■ Text passage
There’s a lot happening in “The Big Sick,” an autobiographical romantic comedy by Kumail Nanjiani (“Silicon Valley”) and Emily V. Gordon about the early days of their relationship. It’s a rom-com, complete with the trope where one party lies to the other, the discovery of which leads to a breakup. But it’s also a light drama about Kumail’s inner religious turmoil: he hasn’t told his parents that he no longer practices Islam and is dating a non-Muslim girl, but he’s led the girl to believe that he has.

Most rom-coms arrive at this point in the story at around the 90-minute mark. But Kumail (playing a version of himself) and Emily (played by Zoe Kazan) break up at about 40 minutes, immediately after which Emily becomes deathly ill and is put into a medically induced coma, leaving Kumail to deal awkwardly with her parents, Beth and Terry, whom he has never met and who know their daughter just dumped him.

The mom is Holly Hunter, too. Can you imagine having Holly Hunter mad at you?

It’s a very funny and authentic film, with effective drama that gives it weight but doesn’t weigh it down, directed by the increasingly mature Michael Showalter (“Hello, My Name Is Doris”). Kumail, a Pakistani immigrant trying his luck as a stand-up comedian in Chicago, is torn between his secular life and his good-naturedly old-fashioned parents (Anupam Kher and Zenobia Shroff), who intend to arrange a marriage for him with an eligible Muslim girl. That aspect of the story — which at first seems like the focus — takes a backseat to Emily’s medical crisis; the medical crisis, in turn, adds depth to the religious conflict, the experience helping Kumail crystallize his feelings and make a decision.

■ Set of tasks
**a)** Decide whether each statement agrees with the review of "The Big Sick," answering yes or no and quoting the words from the review that settle it: (i) Emily is played by Zoe Kazan. (ii) Kumail and Emily break up at around the 90-minute mark. (iii) The film was directed by Michael Showalter.
**b)** According to the review of "The Big Sick," in what city is Kumail trying his luck as a stand-up comedian?
**c)** Carry on the review of "The Big Sick" from the point where it stops.
The lines after this review come from a different source.

■ Supplied data

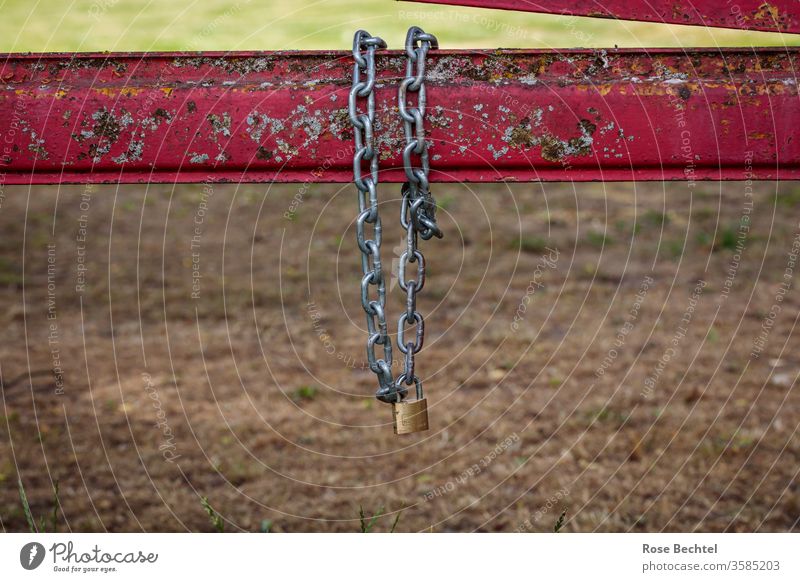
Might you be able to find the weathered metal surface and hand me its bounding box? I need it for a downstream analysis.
[406,0,800,33]
[0,49,800,184]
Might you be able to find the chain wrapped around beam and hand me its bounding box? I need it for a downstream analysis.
[347,26,442,434]
[396,26,442,400]
[347,30,400,406]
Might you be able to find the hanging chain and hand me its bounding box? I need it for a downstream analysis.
[394,26,442,400]
[347,30,408,406]
[347,27,442,403]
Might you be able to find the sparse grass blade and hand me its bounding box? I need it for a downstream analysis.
[17,478,38,533]
[200,497,225,533]
[358,505,383,533]
[50,479,61,533]
[553,509,567,533]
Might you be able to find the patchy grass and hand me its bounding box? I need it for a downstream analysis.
[0,0,800,52]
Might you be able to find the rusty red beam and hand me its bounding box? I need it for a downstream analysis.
[406,0,800,33]
[0,48,800,184]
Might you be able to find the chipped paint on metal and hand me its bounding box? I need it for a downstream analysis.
[0,48,800,184]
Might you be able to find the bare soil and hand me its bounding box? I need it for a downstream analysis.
[0,183,800,532]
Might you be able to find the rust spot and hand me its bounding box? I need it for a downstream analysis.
[539,134,566,162]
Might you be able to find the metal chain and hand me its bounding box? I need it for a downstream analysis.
[347,27,442,402]
[395,26,442,399]
[347,30,408,406]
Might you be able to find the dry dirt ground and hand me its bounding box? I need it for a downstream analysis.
[0,183,800,532]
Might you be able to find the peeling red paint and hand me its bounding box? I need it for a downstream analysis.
[0,48,800,184]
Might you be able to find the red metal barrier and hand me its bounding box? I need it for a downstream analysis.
[0,49,800,184]
[407,0,800,33]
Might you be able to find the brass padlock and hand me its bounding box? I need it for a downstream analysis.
[392,398,428,434]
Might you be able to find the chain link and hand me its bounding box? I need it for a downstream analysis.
[347,30,400,397]
[347,26,442,402]
[395,26,442,399]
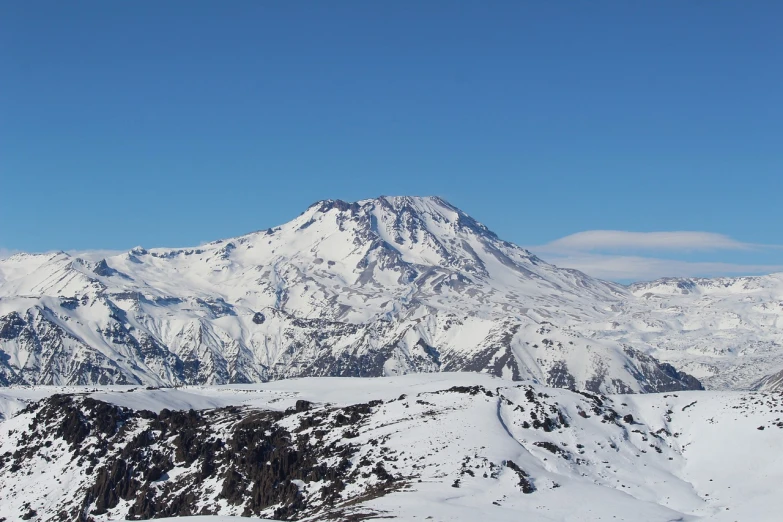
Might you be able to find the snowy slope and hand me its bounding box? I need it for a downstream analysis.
[0,373,783,521]
[0,197,783,392]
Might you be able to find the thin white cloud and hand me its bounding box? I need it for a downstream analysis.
[547,254,783,281]
[537,230,756,252]
[530,230,783,281]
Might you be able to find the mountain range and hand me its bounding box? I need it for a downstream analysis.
[0,197,783,393]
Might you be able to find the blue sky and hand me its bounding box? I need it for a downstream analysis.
[0,0,783,280]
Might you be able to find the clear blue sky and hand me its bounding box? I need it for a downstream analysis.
[0,0,783,280]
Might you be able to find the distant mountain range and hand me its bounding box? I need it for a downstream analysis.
[0,197,783,393]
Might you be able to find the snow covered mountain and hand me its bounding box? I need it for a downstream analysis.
[0,373,783,522]
[0,197,783,393]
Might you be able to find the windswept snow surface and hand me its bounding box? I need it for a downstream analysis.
[0,373,783,522]
[0,197,783,393]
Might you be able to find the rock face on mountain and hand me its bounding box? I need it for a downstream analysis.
[0,197,783,392]
[0,373,783,522]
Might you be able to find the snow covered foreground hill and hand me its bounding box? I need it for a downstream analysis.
[0,197,783,393]
[0,373,783,522]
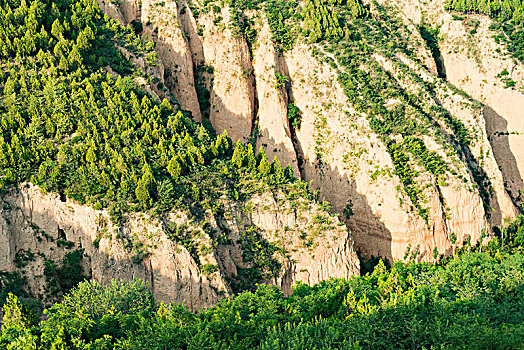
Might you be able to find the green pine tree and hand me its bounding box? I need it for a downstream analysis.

■ Responses by item number
**a)**
(i) Yes: "Emily (played by Zoe Kazan)"
(ii) No: "break up at about 40 minutes"
(iii) Yes: "directed by the increasingly mature Michael Showalter"

**b)** Chicago.

**c)**
Nanjiani and Kazan have good romantic and comedic chemistry, but she’s absent from much of the film. More crucial is the interaction between him, Hunter, and Ray Romano, who plays Emily’s father (and is fantastic, by the way, a reality-based version of his sitcom persona). This relationship, clumsy at first, develops into understanding and affection as Kumail, Beth, and Terry, get to know each other, with Kumail using humor as a tension-breaker. They bond over an incident at a comedy club where Kumail is heckled by a Muslim-hater, awakening Beth’s mama-bear instincts. (Again: I do not want to be on the wrong side of Holly Hunter.)

As you’d expect from a true story, there are numerous touches that feel painfully or charmingly authentic. One is when Beth and Terry first get to town and Kumail takes them to Emily’s empty apartment, sensing the strangeness of being there without her as they see her belongings and associate memories with them. Another is how, as Kumail and Emily’s romance blossoms, she starts pronouncing “Pakistani” the way he does (“pock,” not “pack”), a subtle detail that means a lot.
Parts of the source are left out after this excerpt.